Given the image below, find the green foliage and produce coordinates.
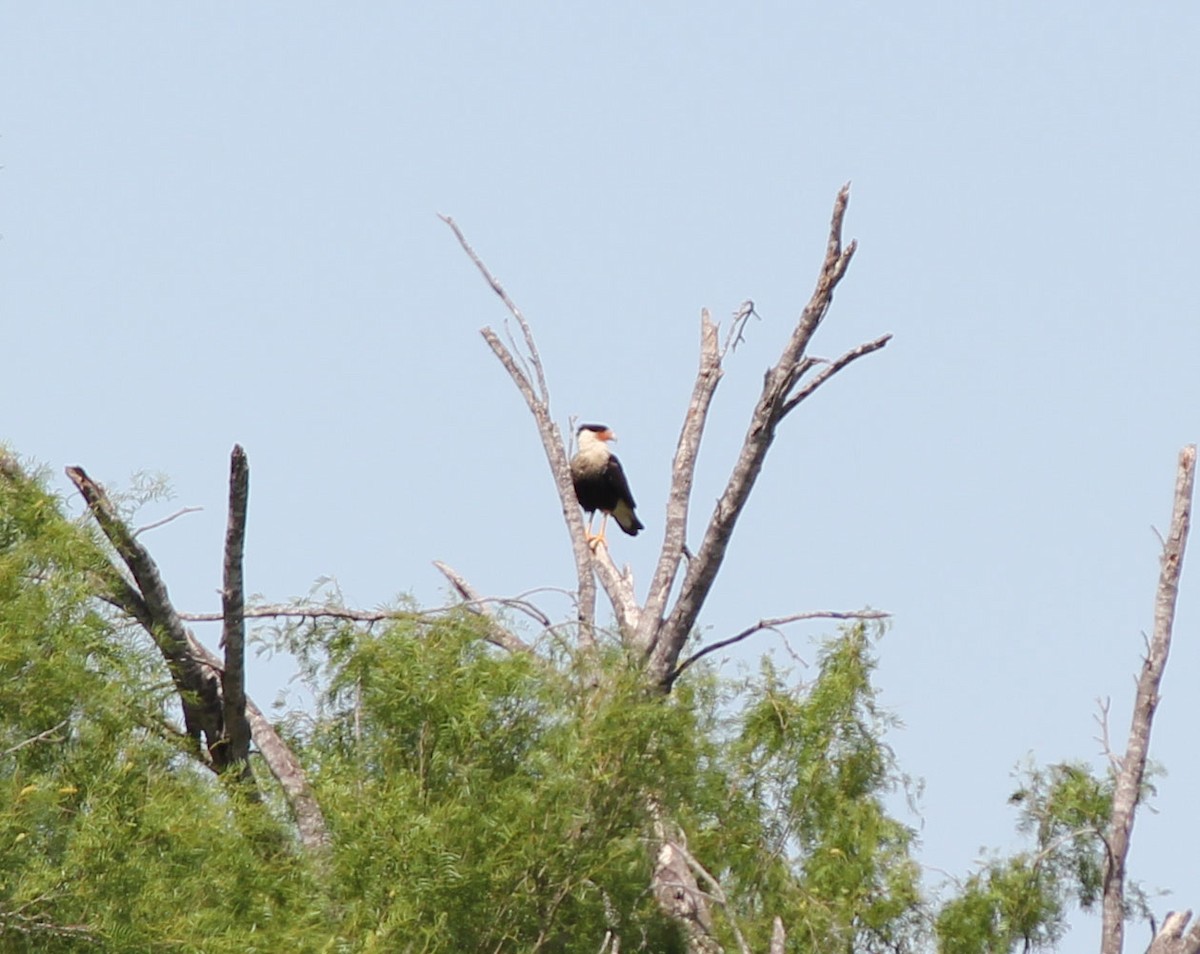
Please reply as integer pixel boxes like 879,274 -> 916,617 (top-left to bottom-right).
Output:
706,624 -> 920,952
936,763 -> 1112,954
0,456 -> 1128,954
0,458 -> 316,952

________________________________________

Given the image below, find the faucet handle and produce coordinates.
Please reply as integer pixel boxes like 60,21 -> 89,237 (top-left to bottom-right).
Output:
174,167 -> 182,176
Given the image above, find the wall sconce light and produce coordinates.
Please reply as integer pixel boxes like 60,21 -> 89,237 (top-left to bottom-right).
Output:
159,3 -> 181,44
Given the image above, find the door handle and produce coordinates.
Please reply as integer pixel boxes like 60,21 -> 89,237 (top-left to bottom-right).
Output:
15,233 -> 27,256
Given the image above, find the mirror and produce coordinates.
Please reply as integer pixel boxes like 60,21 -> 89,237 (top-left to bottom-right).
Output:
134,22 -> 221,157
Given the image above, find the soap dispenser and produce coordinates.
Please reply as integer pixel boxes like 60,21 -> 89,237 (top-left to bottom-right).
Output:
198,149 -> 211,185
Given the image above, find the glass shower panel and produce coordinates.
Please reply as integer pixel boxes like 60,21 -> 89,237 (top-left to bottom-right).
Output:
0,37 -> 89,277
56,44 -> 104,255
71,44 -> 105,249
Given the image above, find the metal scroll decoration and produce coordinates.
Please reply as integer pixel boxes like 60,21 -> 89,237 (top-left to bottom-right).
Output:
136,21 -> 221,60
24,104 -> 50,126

________________________________________

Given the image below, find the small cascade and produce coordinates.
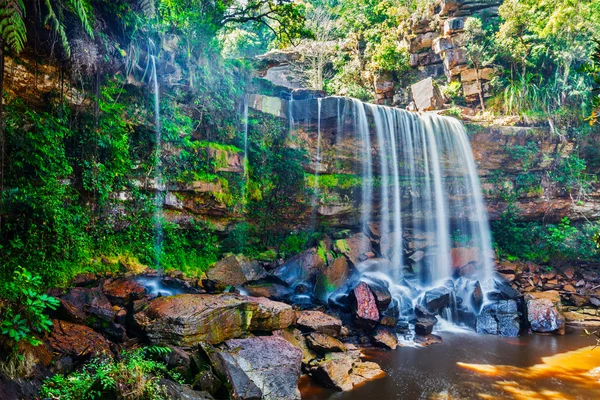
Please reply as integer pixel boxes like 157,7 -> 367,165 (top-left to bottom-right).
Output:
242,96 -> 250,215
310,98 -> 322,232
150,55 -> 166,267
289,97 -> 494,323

________________________________________

▶ **Your task**
Recast the lines of the records above, from the line containing "Given the image below, find the green" through the line containing "0,458 -> 316,952", as a JSON list of strings with one string per line, leaving out blank lines and the picture.

▶ **Written solution**
[
  "Given the image below, find the green foliage and produce coordinates.",
  "Please reply as integer pixel boxes like 879,274 -> 916,617 (top-left to bottom-right).",
  "Output:",
  "706,624 -> 920,952",
  "936,763 -> 1112,954",
  "0,456 -> 1128,954",
  "0,458 -> 316,952"
]